What the task asks: Your response should be an exact reproduction of the data below, beginning at the line containing "Q: Locate the black belt" and ending with the final line.

Data to examine:
▼
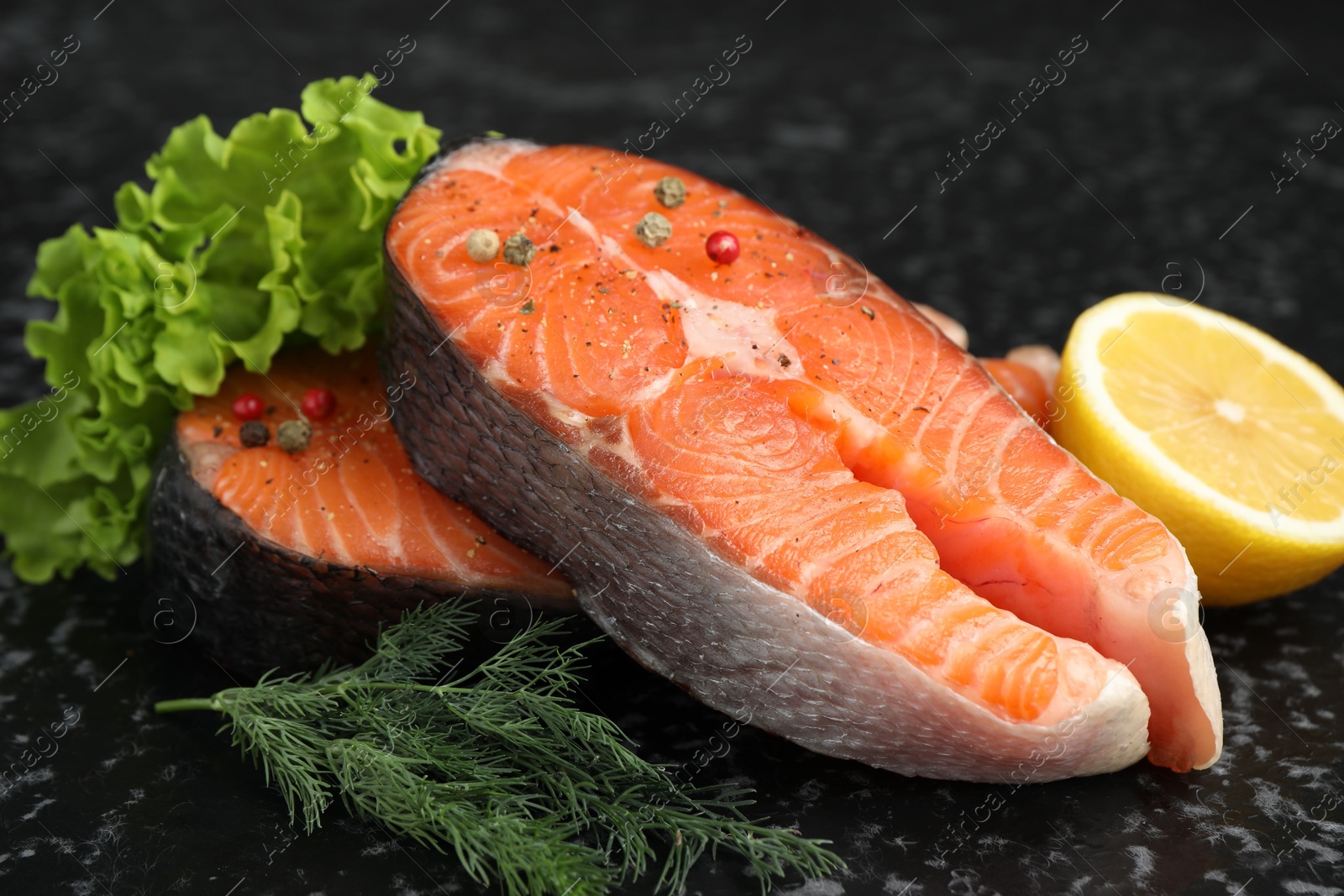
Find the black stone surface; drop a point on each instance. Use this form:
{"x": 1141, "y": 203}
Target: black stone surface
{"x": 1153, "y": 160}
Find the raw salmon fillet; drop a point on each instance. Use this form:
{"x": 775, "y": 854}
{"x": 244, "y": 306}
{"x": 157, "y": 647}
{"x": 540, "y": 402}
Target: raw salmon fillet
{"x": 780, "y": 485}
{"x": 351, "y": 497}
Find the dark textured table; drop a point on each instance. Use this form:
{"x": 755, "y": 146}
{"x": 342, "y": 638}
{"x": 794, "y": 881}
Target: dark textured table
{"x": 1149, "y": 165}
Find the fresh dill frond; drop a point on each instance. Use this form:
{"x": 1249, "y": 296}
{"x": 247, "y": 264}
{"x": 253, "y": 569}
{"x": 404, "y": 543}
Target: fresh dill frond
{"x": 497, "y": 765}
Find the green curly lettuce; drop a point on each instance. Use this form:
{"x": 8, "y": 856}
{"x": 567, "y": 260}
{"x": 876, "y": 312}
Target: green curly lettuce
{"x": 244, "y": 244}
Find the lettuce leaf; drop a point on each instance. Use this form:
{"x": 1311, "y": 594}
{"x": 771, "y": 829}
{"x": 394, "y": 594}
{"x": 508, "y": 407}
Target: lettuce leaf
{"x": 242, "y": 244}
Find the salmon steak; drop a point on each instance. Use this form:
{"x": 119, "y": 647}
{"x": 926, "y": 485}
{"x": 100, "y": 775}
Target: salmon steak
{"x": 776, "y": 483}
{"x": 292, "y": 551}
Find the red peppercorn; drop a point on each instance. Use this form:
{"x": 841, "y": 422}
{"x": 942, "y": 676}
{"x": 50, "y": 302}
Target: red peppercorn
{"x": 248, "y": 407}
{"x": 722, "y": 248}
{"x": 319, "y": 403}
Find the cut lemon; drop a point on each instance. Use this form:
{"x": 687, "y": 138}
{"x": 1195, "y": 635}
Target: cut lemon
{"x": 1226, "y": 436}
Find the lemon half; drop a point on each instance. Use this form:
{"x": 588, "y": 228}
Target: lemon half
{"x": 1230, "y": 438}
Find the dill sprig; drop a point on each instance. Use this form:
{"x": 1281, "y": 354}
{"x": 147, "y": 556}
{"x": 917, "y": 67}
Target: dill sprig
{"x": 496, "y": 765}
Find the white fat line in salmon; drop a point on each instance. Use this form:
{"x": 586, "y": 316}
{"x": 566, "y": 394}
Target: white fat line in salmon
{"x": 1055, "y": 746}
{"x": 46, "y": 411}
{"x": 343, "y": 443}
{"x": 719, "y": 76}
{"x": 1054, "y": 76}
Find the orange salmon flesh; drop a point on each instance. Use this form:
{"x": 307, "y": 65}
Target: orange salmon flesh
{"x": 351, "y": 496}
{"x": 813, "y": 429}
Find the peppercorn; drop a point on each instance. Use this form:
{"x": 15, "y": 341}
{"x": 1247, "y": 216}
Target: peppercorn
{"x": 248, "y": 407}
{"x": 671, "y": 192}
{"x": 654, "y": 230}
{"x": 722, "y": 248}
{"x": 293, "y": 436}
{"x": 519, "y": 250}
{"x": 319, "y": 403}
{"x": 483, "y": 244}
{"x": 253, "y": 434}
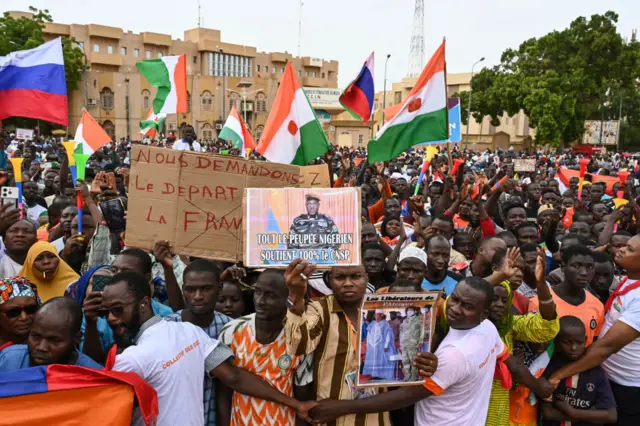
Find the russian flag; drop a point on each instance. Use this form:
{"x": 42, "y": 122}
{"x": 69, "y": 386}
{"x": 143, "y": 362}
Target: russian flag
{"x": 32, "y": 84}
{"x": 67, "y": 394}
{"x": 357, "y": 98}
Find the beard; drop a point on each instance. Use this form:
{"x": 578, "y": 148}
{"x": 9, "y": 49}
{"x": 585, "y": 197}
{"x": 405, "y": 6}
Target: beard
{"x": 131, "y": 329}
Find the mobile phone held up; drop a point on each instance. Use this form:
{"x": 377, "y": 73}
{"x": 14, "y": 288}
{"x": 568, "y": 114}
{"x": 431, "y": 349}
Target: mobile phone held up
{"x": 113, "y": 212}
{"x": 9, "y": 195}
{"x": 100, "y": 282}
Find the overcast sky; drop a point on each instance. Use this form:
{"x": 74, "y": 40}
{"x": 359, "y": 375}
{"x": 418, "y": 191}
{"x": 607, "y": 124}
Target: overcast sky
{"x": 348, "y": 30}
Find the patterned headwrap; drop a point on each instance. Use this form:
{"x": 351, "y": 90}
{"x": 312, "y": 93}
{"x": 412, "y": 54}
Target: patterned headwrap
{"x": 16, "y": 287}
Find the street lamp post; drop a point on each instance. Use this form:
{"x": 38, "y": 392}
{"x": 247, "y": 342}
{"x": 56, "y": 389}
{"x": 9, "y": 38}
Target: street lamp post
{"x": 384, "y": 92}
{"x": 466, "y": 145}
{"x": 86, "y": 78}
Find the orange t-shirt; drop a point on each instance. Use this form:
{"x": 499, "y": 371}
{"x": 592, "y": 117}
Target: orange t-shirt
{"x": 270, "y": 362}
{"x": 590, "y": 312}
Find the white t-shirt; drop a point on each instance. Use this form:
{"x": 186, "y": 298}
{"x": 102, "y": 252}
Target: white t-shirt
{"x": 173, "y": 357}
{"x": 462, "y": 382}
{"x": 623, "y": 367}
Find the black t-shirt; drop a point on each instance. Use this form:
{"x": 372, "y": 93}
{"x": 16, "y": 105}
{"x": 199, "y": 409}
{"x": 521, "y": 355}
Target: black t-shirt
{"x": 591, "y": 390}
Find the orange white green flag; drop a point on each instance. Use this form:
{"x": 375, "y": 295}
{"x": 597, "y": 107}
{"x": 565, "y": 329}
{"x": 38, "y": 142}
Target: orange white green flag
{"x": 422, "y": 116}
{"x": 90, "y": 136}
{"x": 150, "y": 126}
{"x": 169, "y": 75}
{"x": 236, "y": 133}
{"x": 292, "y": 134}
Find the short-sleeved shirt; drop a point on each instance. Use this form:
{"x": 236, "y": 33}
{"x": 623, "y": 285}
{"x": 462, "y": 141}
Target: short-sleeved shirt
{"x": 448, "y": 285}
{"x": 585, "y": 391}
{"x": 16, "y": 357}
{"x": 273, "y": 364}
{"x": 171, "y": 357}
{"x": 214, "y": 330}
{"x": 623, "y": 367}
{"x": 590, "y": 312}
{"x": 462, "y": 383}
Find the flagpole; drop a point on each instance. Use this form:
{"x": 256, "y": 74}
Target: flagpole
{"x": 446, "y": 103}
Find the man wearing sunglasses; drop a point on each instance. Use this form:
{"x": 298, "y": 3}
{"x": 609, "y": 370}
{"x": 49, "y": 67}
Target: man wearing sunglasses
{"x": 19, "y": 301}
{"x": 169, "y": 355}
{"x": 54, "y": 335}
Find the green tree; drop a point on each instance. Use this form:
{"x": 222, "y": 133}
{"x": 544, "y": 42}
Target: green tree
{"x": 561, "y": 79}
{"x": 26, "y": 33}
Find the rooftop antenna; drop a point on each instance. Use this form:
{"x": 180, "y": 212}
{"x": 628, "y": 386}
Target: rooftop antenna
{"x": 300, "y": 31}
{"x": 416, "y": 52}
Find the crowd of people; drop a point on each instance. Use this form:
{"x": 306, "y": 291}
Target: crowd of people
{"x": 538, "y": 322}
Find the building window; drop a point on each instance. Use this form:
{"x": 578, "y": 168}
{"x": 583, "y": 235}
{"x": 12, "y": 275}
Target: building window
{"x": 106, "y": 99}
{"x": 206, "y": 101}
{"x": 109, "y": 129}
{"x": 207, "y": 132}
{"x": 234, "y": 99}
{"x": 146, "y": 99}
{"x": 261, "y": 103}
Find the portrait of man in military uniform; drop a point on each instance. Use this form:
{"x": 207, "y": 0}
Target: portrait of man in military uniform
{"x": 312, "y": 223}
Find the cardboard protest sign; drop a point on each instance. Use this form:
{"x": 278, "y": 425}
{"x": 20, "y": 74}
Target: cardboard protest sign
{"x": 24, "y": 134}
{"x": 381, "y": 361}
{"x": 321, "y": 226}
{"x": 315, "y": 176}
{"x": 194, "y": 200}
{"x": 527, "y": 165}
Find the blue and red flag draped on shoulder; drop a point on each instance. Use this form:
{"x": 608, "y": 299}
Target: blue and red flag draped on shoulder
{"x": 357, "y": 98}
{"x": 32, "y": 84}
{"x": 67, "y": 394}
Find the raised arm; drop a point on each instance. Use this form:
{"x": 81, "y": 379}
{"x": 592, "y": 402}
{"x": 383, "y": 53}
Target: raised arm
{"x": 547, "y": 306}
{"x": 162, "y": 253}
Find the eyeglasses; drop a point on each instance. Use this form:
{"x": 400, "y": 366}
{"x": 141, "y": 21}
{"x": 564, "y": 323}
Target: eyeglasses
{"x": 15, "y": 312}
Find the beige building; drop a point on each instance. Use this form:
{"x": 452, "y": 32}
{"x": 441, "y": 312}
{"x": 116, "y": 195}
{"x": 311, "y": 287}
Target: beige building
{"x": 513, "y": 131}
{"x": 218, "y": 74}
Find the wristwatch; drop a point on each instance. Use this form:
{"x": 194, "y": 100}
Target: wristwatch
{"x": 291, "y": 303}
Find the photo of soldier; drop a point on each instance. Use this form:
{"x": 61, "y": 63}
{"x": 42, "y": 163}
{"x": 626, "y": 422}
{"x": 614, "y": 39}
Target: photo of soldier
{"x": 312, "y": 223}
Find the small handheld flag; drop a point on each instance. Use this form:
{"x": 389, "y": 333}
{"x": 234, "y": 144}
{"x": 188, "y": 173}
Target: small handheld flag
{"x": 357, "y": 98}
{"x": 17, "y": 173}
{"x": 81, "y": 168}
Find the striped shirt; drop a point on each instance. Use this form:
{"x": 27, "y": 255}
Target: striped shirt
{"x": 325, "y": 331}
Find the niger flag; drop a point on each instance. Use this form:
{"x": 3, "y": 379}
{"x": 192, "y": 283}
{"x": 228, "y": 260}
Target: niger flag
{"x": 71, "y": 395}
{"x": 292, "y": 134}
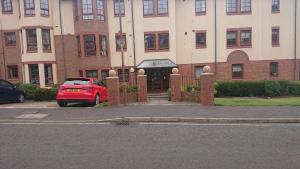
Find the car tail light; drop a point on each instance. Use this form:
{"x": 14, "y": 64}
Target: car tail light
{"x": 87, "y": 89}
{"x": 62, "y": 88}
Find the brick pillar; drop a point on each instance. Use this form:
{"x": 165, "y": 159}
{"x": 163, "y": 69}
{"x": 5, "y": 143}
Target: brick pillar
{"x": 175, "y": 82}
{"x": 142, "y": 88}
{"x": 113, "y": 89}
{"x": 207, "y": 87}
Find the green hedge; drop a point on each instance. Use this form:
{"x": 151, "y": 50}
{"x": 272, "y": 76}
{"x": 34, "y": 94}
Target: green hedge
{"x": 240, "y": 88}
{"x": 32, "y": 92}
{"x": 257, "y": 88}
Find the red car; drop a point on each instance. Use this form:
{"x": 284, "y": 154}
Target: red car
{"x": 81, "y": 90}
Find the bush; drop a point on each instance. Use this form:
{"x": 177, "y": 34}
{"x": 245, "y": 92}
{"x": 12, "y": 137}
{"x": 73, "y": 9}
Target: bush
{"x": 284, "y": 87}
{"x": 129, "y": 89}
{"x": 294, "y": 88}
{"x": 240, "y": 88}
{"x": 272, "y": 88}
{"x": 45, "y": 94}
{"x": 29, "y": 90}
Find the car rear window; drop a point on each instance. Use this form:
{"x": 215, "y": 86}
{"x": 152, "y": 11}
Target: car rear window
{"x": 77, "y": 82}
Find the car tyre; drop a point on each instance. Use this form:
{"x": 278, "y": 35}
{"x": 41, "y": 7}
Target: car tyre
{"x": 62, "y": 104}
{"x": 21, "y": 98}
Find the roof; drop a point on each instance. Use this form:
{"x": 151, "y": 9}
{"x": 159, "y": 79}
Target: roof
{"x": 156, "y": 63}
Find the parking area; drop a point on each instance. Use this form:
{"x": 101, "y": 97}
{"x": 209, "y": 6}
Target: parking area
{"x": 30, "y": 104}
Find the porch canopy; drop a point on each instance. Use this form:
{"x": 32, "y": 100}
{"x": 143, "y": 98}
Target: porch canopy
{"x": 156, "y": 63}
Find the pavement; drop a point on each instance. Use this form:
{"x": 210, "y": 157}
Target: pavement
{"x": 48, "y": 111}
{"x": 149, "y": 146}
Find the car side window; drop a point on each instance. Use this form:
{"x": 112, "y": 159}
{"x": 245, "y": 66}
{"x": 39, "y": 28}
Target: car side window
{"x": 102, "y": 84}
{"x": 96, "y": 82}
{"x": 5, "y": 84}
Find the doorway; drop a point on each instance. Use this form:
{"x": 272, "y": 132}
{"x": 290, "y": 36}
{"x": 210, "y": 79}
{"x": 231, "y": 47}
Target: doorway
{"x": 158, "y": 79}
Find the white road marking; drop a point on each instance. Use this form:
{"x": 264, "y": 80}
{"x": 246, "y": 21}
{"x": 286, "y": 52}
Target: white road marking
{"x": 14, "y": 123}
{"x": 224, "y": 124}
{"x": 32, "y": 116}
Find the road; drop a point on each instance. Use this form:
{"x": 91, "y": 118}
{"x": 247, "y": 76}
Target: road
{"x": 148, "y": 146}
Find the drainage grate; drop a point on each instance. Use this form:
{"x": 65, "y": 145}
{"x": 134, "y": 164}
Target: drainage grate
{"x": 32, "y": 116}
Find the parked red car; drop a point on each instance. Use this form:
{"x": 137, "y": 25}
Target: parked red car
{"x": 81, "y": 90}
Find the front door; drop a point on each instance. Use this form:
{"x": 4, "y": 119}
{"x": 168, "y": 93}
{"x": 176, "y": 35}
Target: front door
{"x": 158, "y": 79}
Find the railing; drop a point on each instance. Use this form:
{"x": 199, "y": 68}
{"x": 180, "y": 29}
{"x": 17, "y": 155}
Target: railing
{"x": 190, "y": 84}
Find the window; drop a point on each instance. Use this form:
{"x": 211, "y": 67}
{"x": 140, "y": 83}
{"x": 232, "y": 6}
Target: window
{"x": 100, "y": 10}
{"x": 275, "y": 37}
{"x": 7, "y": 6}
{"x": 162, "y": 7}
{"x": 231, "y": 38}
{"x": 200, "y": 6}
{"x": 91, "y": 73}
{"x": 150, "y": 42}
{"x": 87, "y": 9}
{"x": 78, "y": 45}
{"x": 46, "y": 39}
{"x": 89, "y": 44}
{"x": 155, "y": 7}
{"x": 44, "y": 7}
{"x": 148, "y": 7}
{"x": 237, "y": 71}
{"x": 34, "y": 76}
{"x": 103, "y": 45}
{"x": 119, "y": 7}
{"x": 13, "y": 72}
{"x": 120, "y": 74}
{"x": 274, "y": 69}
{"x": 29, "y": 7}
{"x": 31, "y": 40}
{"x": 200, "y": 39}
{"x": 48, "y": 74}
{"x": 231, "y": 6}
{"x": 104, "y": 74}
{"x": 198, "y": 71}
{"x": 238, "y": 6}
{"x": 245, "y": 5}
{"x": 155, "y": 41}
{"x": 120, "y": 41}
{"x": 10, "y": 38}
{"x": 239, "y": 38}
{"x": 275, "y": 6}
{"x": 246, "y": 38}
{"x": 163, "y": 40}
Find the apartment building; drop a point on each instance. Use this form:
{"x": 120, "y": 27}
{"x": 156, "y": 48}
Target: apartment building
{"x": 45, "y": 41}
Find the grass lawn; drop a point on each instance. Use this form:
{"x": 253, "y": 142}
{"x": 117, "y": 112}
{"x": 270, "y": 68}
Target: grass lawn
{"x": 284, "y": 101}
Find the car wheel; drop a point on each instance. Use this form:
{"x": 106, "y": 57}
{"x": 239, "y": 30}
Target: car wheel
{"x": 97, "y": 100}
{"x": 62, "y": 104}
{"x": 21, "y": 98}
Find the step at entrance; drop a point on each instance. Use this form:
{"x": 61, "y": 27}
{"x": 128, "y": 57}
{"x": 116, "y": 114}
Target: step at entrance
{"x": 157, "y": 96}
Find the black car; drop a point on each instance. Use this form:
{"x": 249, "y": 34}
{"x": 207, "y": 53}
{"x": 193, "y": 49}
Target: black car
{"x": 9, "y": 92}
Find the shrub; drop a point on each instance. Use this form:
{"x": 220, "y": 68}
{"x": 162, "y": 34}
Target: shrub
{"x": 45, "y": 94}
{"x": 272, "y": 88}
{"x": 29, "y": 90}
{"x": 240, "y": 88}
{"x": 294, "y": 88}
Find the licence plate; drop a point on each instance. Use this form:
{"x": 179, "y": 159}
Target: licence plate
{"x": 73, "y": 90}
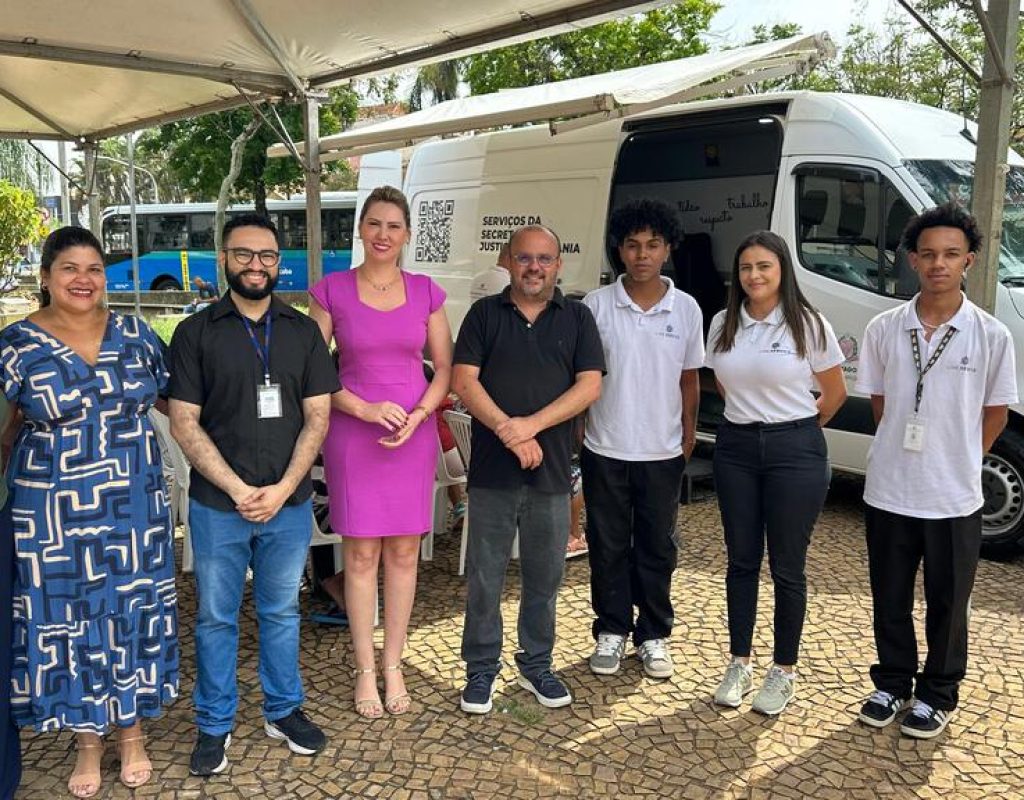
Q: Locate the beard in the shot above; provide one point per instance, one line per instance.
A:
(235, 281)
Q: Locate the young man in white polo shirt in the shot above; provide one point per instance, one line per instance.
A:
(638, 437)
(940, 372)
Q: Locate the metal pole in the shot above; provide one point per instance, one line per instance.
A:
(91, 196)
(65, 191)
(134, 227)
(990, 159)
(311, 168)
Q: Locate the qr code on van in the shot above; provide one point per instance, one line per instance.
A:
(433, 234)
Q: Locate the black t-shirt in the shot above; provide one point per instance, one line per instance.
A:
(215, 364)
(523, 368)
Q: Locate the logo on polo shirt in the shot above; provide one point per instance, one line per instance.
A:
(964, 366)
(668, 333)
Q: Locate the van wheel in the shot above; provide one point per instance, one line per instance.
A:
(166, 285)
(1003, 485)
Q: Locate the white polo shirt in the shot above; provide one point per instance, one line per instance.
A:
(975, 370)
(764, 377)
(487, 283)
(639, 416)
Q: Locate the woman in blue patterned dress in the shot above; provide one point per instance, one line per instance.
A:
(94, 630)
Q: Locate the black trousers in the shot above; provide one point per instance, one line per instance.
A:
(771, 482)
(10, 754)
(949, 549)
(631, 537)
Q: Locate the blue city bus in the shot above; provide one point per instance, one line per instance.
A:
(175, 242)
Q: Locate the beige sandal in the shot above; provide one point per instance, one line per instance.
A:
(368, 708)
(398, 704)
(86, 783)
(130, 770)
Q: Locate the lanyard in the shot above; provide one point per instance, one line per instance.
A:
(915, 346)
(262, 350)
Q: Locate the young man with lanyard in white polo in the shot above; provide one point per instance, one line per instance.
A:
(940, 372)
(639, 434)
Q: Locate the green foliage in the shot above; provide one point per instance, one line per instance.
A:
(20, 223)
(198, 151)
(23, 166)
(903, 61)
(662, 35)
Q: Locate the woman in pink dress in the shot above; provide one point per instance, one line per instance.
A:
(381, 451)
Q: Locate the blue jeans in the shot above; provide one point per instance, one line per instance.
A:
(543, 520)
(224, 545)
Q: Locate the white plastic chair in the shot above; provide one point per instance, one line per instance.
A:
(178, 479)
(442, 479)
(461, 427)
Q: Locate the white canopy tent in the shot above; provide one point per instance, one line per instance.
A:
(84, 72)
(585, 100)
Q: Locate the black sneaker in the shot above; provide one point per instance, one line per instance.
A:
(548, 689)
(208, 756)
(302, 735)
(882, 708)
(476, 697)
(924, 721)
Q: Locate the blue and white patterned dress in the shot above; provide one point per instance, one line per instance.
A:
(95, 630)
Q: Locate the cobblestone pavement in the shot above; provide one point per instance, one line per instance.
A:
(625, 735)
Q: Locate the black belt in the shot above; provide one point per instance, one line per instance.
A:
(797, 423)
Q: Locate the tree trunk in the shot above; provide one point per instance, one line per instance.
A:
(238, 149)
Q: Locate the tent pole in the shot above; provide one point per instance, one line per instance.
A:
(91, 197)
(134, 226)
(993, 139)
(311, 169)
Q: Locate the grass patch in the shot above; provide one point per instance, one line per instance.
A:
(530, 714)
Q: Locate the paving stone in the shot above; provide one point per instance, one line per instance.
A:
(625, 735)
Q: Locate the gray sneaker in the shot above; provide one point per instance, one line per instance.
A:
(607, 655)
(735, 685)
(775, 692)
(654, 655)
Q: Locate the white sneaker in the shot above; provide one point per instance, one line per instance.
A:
▲
Result for this task:
Q: Locate the black belt in the shot above; provide one point per instance, one line per instance.
A:
(797, 423)
Q: Locate the tree trunk in the shot above; provide one point per instance, one line per instance.
A:
(238, 149)
Q: Locate the tent pole in the shot above; provide one point per instance, one line per instance.
A:
(91, 197)
(134, 226)
(993, 139)
(311, 169)
Q: Locate the grass patch in the shot above; provide one point per instance, one line per instance.
A:
(530, 714)
Q: Locate the paving stone in the shot above; provide one point per instance, one line per instance.
A:
(625, 735)
Q: Locate the gray sneaker in the shot above; provide one point per instance, one line per instance.
A:
(607, 655)
(735, 685)
(775, 692)
(654, 655)
Q: Locate the white sneaker in the shot above; provide one point per instance, one line per instance.
A:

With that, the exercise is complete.